__WHAT IS NEEDED__.
Reproduce every one of the entries below verbatim, keeping each line unchanged.

>> Begin MATERIAL SUPPLIED

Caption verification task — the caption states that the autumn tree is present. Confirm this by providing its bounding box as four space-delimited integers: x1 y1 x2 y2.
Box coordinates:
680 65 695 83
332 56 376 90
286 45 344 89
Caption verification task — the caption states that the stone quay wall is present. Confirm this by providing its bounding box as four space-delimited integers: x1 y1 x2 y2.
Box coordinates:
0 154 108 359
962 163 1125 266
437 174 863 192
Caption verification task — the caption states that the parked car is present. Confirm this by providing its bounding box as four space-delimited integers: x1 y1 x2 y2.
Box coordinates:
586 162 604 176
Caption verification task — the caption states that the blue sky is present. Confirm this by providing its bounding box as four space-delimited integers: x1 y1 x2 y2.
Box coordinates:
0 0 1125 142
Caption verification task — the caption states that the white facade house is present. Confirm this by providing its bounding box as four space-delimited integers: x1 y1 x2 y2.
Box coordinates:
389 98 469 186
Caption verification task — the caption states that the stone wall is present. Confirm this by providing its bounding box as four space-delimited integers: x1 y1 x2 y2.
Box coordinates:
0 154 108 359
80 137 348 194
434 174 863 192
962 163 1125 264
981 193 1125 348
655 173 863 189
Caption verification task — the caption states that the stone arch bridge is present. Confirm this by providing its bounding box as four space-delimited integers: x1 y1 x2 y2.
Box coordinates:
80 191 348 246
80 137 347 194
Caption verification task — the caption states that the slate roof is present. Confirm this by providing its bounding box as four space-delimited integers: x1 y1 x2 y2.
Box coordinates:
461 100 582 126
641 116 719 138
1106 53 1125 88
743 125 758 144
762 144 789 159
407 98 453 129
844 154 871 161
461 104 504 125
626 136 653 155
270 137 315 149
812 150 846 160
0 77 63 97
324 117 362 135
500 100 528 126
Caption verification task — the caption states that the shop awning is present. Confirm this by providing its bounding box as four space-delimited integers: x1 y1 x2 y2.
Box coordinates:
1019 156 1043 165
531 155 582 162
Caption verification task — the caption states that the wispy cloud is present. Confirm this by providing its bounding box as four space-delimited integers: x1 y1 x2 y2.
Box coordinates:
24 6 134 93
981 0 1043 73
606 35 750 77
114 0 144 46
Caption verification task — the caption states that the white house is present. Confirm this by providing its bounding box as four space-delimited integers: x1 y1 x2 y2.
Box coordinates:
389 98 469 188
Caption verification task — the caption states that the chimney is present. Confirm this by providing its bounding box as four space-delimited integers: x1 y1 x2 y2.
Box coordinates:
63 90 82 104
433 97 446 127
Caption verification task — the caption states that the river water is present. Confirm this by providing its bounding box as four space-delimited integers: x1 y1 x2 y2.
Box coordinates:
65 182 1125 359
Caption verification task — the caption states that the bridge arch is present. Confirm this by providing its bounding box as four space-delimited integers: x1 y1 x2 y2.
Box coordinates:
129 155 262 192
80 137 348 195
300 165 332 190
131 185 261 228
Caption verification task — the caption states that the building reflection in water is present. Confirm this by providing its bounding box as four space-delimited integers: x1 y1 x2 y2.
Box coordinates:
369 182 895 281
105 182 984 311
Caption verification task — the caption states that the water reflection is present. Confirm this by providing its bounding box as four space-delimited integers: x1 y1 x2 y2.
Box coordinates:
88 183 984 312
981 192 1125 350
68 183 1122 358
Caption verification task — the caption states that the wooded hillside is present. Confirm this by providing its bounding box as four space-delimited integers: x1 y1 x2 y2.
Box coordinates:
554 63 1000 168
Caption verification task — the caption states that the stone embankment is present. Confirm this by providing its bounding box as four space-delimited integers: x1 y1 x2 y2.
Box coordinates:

>> End MATERIAL SUPPLIED

__REPLY TO THE EXERCISE__.
Caption verification task — the caption states that the autumn tree is present. Confirm this by providing its bounding box as four space-delimited integers: x1 y1 x2 y2.
Box coordinates:
680 65 695 83
332 56 376 90
286 45 344 89
Caption verification task — the caption states that the stone quay wall is present. Confirm this by providing its bounding box as four space-delimited integers: x1 y1 x2 y2.
Box coordinates:
0 154 108 359
962 163 1125 266
437 174 863 192
Caption verification task — the caption states that the parked car is present. Confirm this by providing its bounding box as four space-delimited integers: x1 y1 x2 y2.
Box coordinates:
586 162 604 176
Caption verification task — the caption states that the blue sky is present. Confirm this by providing its bounding box as four space-delimited integers: x1 y1 x2 y2.
Box coordinates:
0 0 1125 142
Caption verification task — the caption states that the white facade house is present. Confirm this by providing its bounding box as four space-delimited integers: x1 y1 x2 y2.
Box coordinates:
389 98 469 186
Caption verification task — the caption states that the stone wall is present. Confirm this by providing its bounding box as four space-delimited integers: x1 y1 x2 y2.
Box coordinates:
0 154 108 359
80 137 348 194
434 174 863 192
962 163 1125 264
981 193 1125 348
655 173 863 189
Caption verification task — the caption states that the stone arch bridge is present. Confirm this by providing its bounding box as four space-delimited integers: x1 y1 x2 y2.
Box coordinates:
80 191 348 246
80 137 347 194
Caption verification task — the caption states that the slate roof is present. Confirm this by providing its bounding box as four space-delimited integers: x1 y1 x2 y2.
Box coordinates:
461 100 582 126
641 116 719 138
1106 53 1125 88
743 125 758 144
762 144 789 159
407 98 453 129
844 154 871 161
461 104 504 125
626 136 653 155
270 137 315 149
812 150 846 160
0 77 63 97
324 117 362 135
500 100 528 126
Caption verification task — the caption states that the shop awning is present. Confirm this by providing its bounding box as four space-delimited integers: x1 y1 x2 y2.
Box coordinates:
1019 156 1043 165
531 155 582 162
Caption verification task — the caption states that the wispy cloud is present. Confirm this by providing its bounding box as four space-delimited integers: x1 y1 x2 y2.
Box coordinates:
24 6 134 93
981 0 1043 73
606 35 750 77
114 0 144 46
Caption verification task — the caption states that the white house is present. Confirm this by providing its bounding box as four space-delimited integers: x1 y1 x2 y2.
Box coordinates:
389 98 469 188
Caption verification task — the caption states that the chimney is present. Confirm this by providing its bounding box as four space-delimited integers: x1 y1 x2 y2.
Box coordinates:
63 90 82 104
433 97 446 127
Caption verification task — the caption states that the river water is present. Confirm this by providing its bounding box as four space-delimited integers: x1 y1 x2 y2.
Box coordinates:
65 182 1125 359
Caption verification task — the caption states that the bridge arch is present. Confirm this by providing its bounding box as four space-delimited integers: x1 y1 x2 y2.
Box coordinates:
129 155 262 192
80 137 348 195
300 165 332 190
131 185 261 228
Caption verification task — the caption states that the building reflection in water is present. Confirm this by providing its bounding box as four space-delimited integers: x1 y1 x2 y2.
Box coordinates:
369 182 895 281
105 182 984 311
Caption verification task — the caption states that the water reflection is present. Confirm this by providing its bounding box as four space-delimited integers: x1 y1 x2 y2.
Box coordinates:
88 183 984 312
981 192 1125 350
68 183 1122 358
Caption verification task — the caption states that the wooded hillside is present. Confirm this by providing its bounding box as four space-delimited integers: x1 y1 x2 y2.
Box coordinates:
554 63 1000 168
Caption verification task — the caption states that the stone embankment is present. Confirm this by providing its bounding box as four space-delimited integers: x1 y1 x2 y2.
Box coordinates:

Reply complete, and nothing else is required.